***** SUPPLIED ENTRIES *****

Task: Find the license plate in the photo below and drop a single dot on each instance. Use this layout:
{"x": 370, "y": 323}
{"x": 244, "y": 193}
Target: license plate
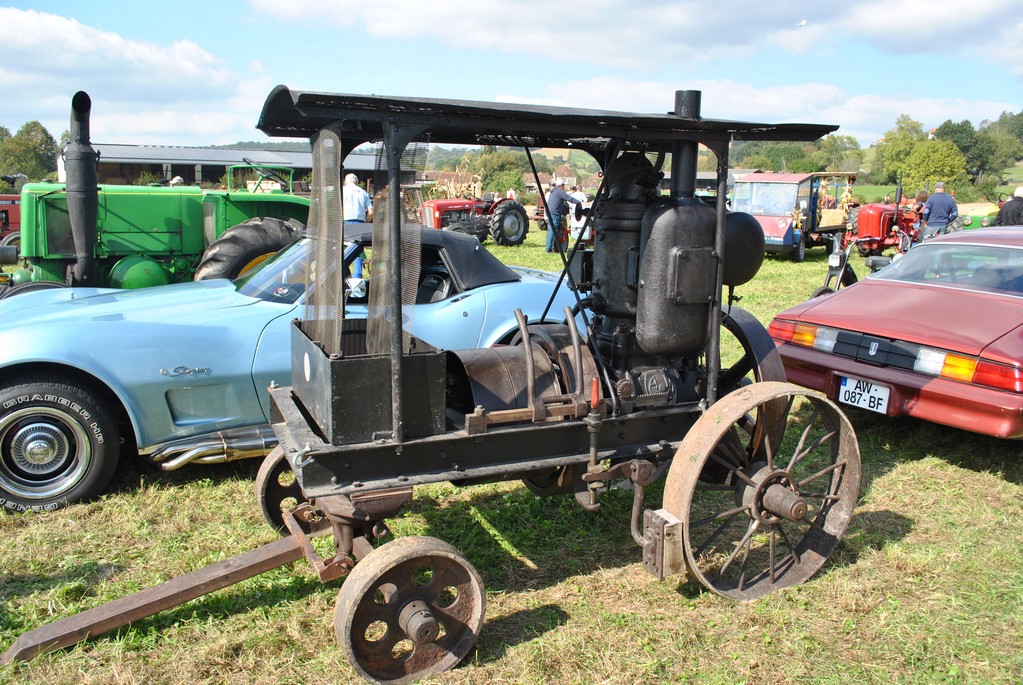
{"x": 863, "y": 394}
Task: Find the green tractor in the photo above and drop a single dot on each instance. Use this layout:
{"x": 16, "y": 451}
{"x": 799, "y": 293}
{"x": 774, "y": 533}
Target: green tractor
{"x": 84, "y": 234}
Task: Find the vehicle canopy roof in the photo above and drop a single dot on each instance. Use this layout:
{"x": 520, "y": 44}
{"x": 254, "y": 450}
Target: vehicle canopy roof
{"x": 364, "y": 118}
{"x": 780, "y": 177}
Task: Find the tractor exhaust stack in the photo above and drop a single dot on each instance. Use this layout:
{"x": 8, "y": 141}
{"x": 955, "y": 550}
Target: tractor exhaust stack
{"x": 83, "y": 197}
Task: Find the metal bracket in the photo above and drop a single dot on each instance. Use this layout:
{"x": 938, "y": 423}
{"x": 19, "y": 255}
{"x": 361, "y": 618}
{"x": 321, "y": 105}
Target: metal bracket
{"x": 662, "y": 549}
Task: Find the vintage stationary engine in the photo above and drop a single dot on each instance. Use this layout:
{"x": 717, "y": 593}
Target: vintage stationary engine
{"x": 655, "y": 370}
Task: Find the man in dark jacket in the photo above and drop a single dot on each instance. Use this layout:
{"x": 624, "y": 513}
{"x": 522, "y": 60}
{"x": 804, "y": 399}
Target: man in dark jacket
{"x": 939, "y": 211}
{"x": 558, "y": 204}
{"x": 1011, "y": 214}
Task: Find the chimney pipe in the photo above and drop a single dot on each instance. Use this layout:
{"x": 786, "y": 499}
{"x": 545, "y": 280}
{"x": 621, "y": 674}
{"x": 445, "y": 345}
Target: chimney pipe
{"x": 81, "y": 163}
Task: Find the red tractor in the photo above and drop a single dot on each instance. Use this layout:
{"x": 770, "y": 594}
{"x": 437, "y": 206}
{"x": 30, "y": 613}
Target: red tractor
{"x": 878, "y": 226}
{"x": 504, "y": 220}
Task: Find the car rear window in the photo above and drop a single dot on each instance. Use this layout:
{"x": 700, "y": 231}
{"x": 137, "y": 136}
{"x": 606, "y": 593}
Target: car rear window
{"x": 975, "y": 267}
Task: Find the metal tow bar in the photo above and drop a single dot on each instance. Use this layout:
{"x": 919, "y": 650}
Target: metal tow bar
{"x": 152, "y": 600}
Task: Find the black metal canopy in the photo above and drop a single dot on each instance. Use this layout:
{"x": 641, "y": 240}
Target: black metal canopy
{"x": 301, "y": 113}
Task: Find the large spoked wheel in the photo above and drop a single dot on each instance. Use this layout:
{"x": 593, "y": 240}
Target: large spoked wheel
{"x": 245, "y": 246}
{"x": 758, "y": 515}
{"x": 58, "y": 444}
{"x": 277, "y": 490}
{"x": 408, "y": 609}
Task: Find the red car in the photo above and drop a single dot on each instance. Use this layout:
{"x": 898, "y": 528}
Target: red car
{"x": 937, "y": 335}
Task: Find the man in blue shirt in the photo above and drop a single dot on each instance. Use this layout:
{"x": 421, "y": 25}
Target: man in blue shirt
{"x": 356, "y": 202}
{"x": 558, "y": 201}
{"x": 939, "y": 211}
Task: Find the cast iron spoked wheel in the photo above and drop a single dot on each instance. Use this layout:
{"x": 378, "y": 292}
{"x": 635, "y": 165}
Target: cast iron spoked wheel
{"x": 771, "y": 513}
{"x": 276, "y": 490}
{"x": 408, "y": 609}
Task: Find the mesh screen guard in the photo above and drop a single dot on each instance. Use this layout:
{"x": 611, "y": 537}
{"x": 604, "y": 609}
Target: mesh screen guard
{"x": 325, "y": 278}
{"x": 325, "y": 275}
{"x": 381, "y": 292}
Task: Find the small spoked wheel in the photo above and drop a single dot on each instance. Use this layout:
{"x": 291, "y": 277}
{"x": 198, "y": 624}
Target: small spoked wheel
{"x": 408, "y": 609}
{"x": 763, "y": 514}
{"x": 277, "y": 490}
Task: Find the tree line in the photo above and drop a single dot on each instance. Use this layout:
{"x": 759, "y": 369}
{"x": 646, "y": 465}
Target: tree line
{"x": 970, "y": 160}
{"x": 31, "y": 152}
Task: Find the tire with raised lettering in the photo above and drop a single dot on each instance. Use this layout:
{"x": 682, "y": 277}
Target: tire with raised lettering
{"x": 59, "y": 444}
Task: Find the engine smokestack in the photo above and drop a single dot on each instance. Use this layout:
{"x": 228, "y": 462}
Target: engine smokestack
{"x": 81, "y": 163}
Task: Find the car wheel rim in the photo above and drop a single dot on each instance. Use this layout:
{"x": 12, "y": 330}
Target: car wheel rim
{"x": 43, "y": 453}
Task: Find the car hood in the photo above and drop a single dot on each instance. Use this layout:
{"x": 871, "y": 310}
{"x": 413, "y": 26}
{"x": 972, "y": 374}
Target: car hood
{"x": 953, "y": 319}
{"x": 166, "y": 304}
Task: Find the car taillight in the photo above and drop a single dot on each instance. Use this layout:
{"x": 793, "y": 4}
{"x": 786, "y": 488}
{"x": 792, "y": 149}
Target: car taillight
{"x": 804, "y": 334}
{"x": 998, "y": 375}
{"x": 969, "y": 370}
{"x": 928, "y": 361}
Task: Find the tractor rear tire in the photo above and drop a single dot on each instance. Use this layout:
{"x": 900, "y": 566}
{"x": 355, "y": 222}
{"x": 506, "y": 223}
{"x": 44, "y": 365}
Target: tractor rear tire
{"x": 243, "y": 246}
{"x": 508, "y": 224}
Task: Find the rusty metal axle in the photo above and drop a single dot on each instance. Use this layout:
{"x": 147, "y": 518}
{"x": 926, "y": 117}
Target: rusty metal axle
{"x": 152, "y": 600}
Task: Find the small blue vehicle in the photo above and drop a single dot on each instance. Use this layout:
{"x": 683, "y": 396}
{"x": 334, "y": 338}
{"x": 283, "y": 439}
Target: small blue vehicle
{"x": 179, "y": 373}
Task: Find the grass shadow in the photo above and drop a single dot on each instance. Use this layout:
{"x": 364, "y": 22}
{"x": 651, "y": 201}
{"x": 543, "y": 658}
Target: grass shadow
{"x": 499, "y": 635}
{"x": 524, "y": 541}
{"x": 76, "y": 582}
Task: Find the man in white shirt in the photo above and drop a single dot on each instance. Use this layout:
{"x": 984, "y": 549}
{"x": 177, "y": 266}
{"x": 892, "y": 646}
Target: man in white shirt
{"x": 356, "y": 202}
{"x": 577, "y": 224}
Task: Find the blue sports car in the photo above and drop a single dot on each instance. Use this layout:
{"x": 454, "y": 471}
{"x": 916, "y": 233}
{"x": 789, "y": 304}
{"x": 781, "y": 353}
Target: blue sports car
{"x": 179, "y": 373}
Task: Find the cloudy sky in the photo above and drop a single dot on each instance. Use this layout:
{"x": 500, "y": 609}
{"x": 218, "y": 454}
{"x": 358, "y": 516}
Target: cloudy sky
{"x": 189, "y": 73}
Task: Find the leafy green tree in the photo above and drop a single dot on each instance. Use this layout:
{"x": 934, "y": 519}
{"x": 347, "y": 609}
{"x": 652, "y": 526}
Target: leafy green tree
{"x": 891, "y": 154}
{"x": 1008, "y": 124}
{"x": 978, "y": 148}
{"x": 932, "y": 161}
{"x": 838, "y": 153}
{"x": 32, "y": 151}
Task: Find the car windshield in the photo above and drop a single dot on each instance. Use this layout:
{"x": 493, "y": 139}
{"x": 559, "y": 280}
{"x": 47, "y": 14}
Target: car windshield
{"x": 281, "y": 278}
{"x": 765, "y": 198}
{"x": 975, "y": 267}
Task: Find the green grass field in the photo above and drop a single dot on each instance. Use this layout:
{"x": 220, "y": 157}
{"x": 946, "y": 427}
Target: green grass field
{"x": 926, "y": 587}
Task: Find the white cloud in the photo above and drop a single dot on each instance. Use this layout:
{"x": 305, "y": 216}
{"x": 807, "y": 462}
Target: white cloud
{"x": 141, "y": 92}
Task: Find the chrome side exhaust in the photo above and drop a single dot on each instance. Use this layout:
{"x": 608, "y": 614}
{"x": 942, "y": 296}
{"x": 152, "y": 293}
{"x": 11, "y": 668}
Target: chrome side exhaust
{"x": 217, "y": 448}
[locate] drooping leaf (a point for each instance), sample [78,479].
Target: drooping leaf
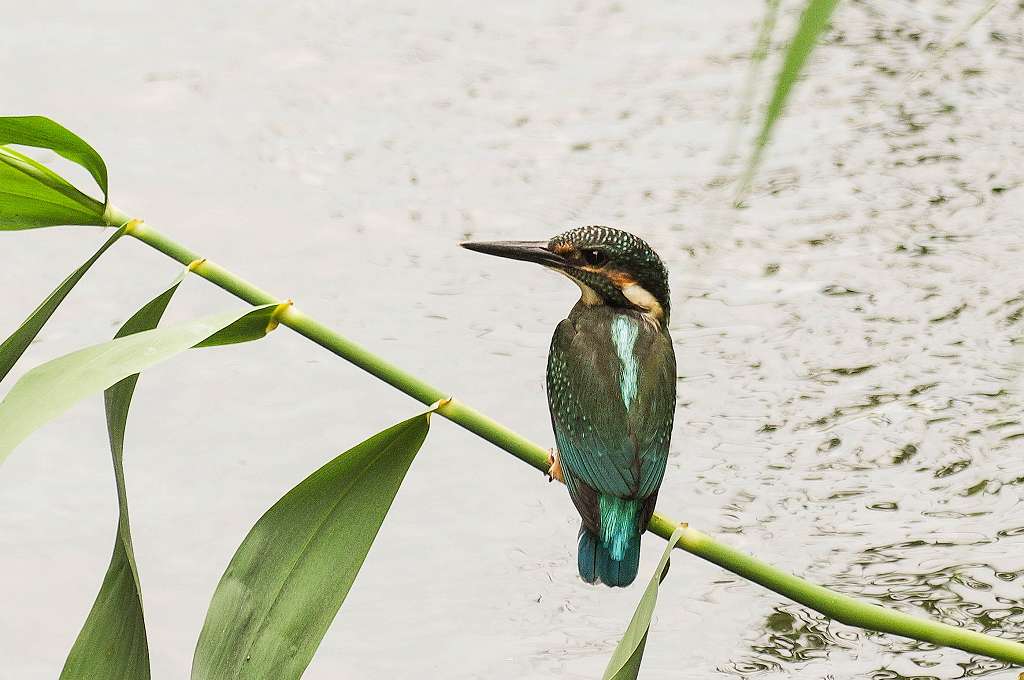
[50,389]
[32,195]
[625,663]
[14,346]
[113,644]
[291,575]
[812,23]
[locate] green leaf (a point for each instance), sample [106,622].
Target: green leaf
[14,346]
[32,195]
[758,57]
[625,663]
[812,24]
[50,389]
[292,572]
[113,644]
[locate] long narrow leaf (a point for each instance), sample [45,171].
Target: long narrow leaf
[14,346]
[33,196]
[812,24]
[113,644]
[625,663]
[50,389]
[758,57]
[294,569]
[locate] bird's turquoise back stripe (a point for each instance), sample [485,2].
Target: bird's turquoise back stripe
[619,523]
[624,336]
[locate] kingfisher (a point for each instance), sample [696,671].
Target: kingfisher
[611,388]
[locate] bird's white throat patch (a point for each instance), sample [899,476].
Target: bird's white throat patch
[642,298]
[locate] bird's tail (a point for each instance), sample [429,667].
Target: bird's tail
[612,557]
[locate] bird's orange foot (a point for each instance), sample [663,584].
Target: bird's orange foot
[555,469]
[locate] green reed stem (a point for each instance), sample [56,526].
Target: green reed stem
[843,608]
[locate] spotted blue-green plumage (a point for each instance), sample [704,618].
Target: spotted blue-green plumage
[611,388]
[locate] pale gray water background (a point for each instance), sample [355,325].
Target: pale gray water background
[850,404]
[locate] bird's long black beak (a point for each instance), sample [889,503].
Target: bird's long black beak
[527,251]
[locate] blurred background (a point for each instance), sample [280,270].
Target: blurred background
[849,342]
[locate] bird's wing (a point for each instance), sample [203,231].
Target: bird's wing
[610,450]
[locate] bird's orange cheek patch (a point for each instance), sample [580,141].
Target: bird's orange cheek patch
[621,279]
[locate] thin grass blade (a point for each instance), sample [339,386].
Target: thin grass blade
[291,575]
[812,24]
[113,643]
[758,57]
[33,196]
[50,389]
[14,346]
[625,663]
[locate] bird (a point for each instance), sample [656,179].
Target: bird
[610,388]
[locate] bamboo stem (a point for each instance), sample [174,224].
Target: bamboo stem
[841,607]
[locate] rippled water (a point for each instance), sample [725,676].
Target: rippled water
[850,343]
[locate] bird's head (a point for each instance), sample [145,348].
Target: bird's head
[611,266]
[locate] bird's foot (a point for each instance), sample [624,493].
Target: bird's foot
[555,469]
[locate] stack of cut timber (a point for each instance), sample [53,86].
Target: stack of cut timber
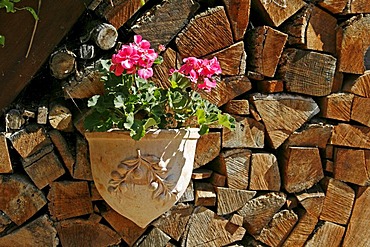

*****

ACTIVITY:
Write out every line from the data above that includes "timber".

YOUR RESPONSE:
[locate] stack of cut timber (a point for each instance), sample [53,86].
Target: stack of cut timber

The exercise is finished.